▸ Brano da leggere:
Tuttavia, non è il colonialismo africano, di primo grado, che incide profondamente nella vita e nell’immaginario del giovane Gadda. è invece l’idea coloniale di secondo grado, quella che riguarda le cosiddette colonie di emigrati italiani all’estero, che avrà risonanze più intime nell’opera del Nostro, grazie soprattutto alla sua esperienza giovanile in Argentina.
Per i colonialisti italiani, il sogno di una nuova Italia al Plata era più vago di quello di un’Africa italiana, ma l’alta percentuale d’emigrazione italiana in Argentina lo mantenne vivo. A cavallo del Novecento, si manifesta l’idea che la massiccia emigrazione nell’America del Sud potesse essere indirizzata a rendere la zona una specie di «colonia libera» per l’espansione dell’industria e della manodopera italiane. A tale scopo, i nazionalisti misero in risalto l’importanza di mantenere e fomentare nei nuovi emigrati italiani un forte senso di «italianità».
Così, nel 1914, Alfredo Rocco, che sarebbe diventato uno degli architetti del corporativismo fascista, promosse l’idea di una politica d’emigrazione di operai italiani educati nei valori del nazionalismo italiano al servizio della penetrazione del capitalismo italiano nei mercati esteri. I fascisti istituirono i «fasci all’estero» e varie altre iniziative per promuovere un forte senso di nazionalismo e fascismo nella coscienza degli emigrati italiani. (1) L’attività di Gadda in Argentina e alcuni suoi scritti sull’esperienza danno indizio della sua sintonia con molte di queste posizioni.

▸ Cosa fare: Per favore, sostituisci "operai" con "lavoratori" nel brano e riporta tutto da "Così, nel 1914, Alfredo" fino a "di queste posizioni.". I record non hanno alcun ruolo in questo esercizio.

(Dati estratti da una raccolta)
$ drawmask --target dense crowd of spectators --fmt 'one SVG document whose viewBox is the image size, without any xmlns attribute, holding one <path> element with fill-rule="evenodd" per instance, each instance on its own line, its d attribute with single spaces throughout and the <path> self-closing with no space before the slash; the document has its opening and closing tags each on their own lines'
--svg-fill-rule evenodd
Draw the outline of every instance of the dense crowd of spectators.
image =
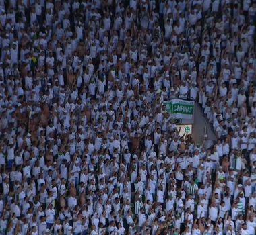
<svg viewBox="0 0 256 235">
<path fill-rule="evenodd" d="M 0 0 L 0 234 L 255 234 L 255 0 Z"/>
</svg>

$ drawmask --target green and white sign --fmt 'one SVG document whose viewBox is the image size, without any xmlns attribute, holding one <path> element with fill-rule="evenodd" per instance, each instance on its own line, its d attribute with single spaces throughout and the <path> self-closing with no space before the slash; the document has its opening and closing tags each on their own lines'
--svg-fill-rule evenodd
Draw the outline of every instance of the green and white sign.
<svg viewBox="0 0 256 235">
<path fill-rule="evenodd" d="M 174 99 L 164 102 L 166 110 L 174 118 L 192 119 L 194 113 L 195 102 Z"/>
</svg>

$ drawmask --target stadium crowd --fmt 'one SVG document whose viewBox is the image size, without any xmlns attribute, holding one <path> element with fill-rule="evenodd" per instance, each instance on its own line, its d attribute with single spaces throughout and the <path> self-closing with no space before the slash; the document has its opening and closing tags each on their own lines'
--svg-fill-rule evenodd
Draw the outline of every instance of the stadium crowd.
<svg viewBox="0 0 256 235">
<path fill-rule="evenodd" d="M 255 0 L 0 0 L 0 234 L 255 235 Z"/>
</svg>

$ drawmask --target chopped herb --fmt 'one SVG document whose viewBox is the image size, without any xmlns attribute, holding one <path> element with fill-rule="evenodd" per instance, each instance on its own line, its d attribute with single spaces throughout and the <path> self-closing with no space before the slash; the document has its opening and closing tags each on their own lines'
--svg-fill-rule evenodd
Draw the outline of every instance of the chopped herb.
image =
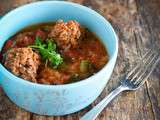
<svg viewBox="0 0 160 120">
<path fill-rule="evenodd" d="M 46 42 L 42 42 L 39 37 L 36 37 L 35 44 L 29 46 L 39 51 L 42 60 L 48 61 L 50 66 L 57 68 L 63 62 L 63 58 L 56 51 L 56 44 L 52 39 L 47 39 Z"/>
<path fill-rule="evenodd" d="M 87 73 L 90 70 L 91 63 L 88 60 L 82 60 L 80 63 L 80 72 Z"/>
<path fill-rule="evenodd" d="M 69 82 L 71 82 L 71 83 L 73 83 L 73 82 L 76 82 L 76 81 L 78 81 L 79 80 L 79 75 L 77 74 L 77 73 L 75 73 L 75 74 L 73 74 L 73 75 L 71 75 L 71 77 L 70 77 L 70 81 Z"/>
</svg>

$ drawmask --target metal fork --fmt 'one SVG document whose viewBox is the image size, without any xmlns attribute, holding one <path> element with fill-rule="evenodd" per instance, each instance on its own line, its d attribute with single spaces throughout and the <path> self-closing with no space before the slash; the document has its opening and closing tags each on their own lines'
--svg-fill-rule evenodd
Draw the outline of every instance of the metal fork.
<svg viewBox="0 0 160 120">
<path fill-rule="evenodd" d="M 150 74 L 155 69 L 160 60 L 158 52 L 149 50 L 139 61 L 139 63 L 121 80 L 119 87 L 113 90 L 99 104 L 80 118 L 80 120 L 95 120 L 100 112 L 113 100 L 119 93 L 126 90 L 137 90 L 141 87 Z"/>
</svg>

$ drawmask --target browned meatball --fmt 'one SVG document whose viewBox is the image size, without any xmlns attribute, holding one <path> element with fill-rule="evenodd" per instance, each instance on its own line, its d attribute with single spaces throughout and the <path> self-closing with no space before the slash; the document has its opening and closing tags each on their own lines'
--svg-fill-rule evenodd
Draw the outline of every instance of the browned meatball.
<svg viewBox="0 0 160 120">
<path fill-rule="evenodd" d="M 59 48 L 67 49 L 77 47 L 80 35 L 78 22 L 71 20 L 65 23 L 63 20 L 59 20 L 51 30 L 49 37 L 56 41 Z"/>
<path fill-rule="evenodd" d="M 42 84 L 65 84 L 70 75 L 51 68 L 44 68 L 38 75 L 38 82 Z"/>
<path fill-rule="evenodd" d="M 31 48 L 12 48 L 6 53 L 4 65 L 16 76 L 36 82 L 40 57 Z"/>
</svg>

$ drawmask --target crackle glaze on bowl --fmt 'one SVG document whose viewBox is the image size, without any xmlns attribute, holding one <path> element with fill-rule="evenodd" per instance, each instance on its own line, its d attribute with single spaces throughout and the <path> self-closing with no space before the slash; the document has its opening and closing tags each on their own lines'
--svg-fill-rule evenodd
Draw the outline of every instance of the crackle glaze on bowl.
<svg viewBox="0 0 160 120">
<path fill-rule="evenodd" d="M 25 110 L 41 115 L 70 114 L 91 104 L 106 86 L 118 53 L 117 36 L 102 16 L 87 7 L 62 1 L 36 2 L 5 15 L 0 20 L 0 49 L 22 28 L 58 19 L 77 20 L 96 33 L 107 48 L 110 59 L 95 75 L 67 85 L 31 83 L 14 76 L 0 64 L 0 85 L 7 96 Z"/>
</svg>

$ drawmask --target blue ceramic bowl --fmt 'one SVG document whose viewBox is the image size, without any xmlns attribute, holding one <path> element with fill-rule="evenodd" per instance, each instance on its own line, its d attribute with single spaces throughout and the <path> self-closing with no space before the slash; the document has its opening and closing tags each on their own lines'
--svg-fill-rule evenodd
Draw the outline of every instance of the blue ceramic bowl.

▸ La risposta:
Così, nel 1914, Alfredo Rocco, che sarebbe diventato uno degli architetti del corporativismo fascista, promosse l’idea di una politica d’emigrazione di lavoratori italiani educati nei valori del nazionalismo italiano al servizio della penetrazione del capitalismo italiano nei mercati esteri. I fascisti istituirono i «fasci all’estero» e varie altre iniziative per promuovere un forte senso di nazionalismo e fascismo nella coscienza degli emigrati italiani. (1) L’attività di Gadda in Argentina e alcuni suoi scritti sull’esperienza danno indizio della sua sintonia con molte di queste posizioni.